Written task A = In the skiff forum thread, why does Eduardo_A's boat currently have no engine?
Written task B = Write what follows in the skiff forum thread, picking up after its final line.

Text excerpt =

+++++

# New guy with new skiff



## Swamp (Jul 12, 2010)

If he was a big guy and had all that stuff in the back no wonder water came over the transom.  That boat needs balancing.  Don't come off of plane in a hurry either.  I'd play with it some before you change engines.  At rest most of that chine should be in the water without you in it.  You might try taking some 5 gal buckets with you and then filling them up till she sits right.  Run around a bit and tweak it so the bow does not push down too much when on plane but it is not pointing at the sky either.   Remove them and then replace with gear from the back.

Swamp


----------



## Eduardo_A (Sep 8, 2012)

Thanks for the reply, we only traded hulls so it doesn't have an engine at the moment. I don't know anything about boats or boating, I'll make sure to bring the buckets out with me while I get it sorted. Thanks


----------



## lemaymiami (Feb 9, 2007)

+++++

Data records =
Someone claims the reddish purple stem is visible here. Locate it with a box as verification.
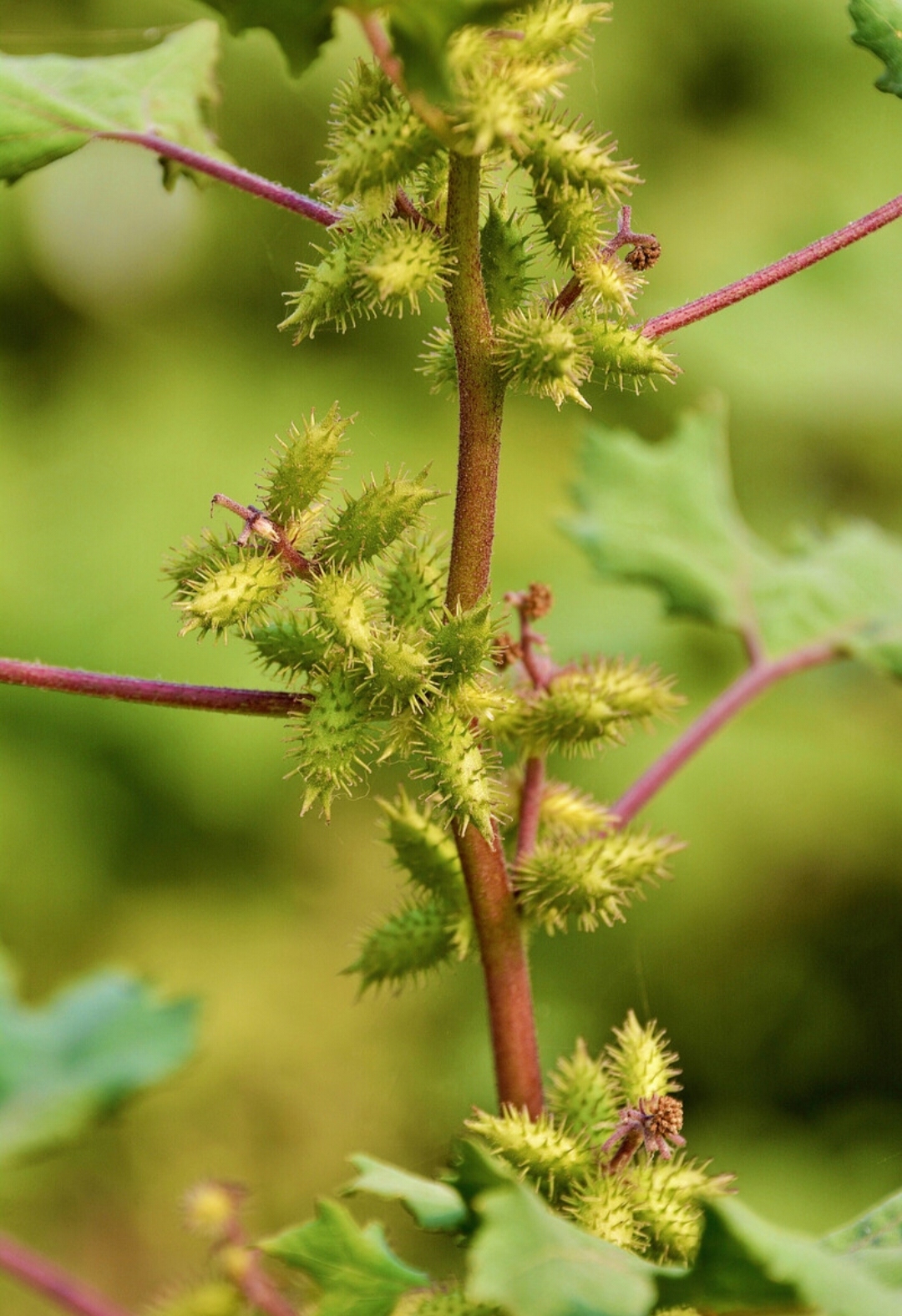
[95,132,344,229]
[0,1234,129,1316]
[611,644,839,828]
[641,196,902,338]
[0,658,311,717]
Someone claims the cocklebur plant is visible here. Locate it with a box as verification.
[0,8,902,1316]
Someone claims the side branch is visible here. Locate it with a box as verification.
[641,196,902,338]
[0,658,311,717]
[0,1234,129,1316]
[611,644,840,827]
[95,132,344,229]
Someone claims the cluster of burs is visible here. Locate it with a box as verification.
[281,0,676,407]
[167,408,678,985]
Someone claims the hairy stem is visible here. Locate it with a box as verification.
[0,1234,129,1316]
[95,132,344,229]
[446,153,543,1117]
[612,644,840,827]
[0,658,311,717]
[641,196,902,338]
[448,153,504,610]
[454,825,543,1120]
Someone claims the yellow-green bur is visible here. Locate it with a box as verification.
[262,402,352,525]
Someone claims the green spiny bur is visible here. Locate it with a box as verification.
[521,116,636,205]
[518,832,682,931]
[381,544,445,629]
[431,603,495,691]
[516,0,611,59]
[279,225,372,345]
[496,306,592,408]
[356,220,449,315]
[548,1037,617,1142]
[370,630,437,716]
[574,256,646,315]
[291,667,377,818]
[466,1106,594,1202]
[498,661,680,754]
[251,612,328,676]
[418,700,494,837]
[261,402,352,525]
[345,893,454,990]
[175,549,287,635]
[479,196,532,321]
[587,320,680,392]
[539,782,615,839]
[565,1174,648,1254]
[630,1156,710,1266]
[418,325,457,393]
[379,791,466,908]
[606,1010,680,1106]
[315,60,438,204]
[308,571,377,658]
[534,178,605,265]
[317,467,441,566]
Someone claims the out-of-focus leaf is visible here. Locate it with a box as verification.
[849,0,902,96]
[466,1183,655,1316]
[658,1199,902,1316]
[207,0,342,75]
[564,413,902,676]
[0,20,219,181]
[260,1199,429,1316]
[345,1156,468,1233]
[0,966,196,1161]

+++++

Expected output A = They only traded hulls.

Expected output B =
Here's how we did it years ago with a bare hull before doing interior, etc. We'd temporarily mount the motor then place battery, fuel tank (s) with fuel (or just water if the tanks were empty) in the hull at the boat ramp - then move battery(s) and fuel tank(s) around a bit unti the hull floated at an absolutely level attitude (look at your first picture and note just how "down at the stern" it's floating....

You're a bit constrained by the built in seats, etc but you still have choices on where everything is positioned. The fun part will be the longer fuel line, battery cable, etc. that you'll need if you position things forward.

One of the benefits of leveling your load (and don't forget bait, cooler, ice, tackle) is that if you level it as far as load goes your hull will float in as shallow as it's capable of...

To give you an idea my 17' Maverick have both a 30 gallon tank and two batteries (batts separated by a partition and covered with a "coffin cover") all in the bow (batts in front of built in tank in a "T" configuration). Hope this helps


----------



## anytide (Jul 30, 2009)

post the HIN #


----------



## Eduardo_A (Sep 8, 2012)

That sounds good and the floor has an opening so I could run the battery wires to the front and put the batt up there if needed.
The HIN # is GUG14009F787


----------



## anytide (Jul 30, 2009)

GULF BOATS INC PO BOX 339 PAS CHRISTIAN MS


----------



## Eduardo_A (Sep 8, 2012)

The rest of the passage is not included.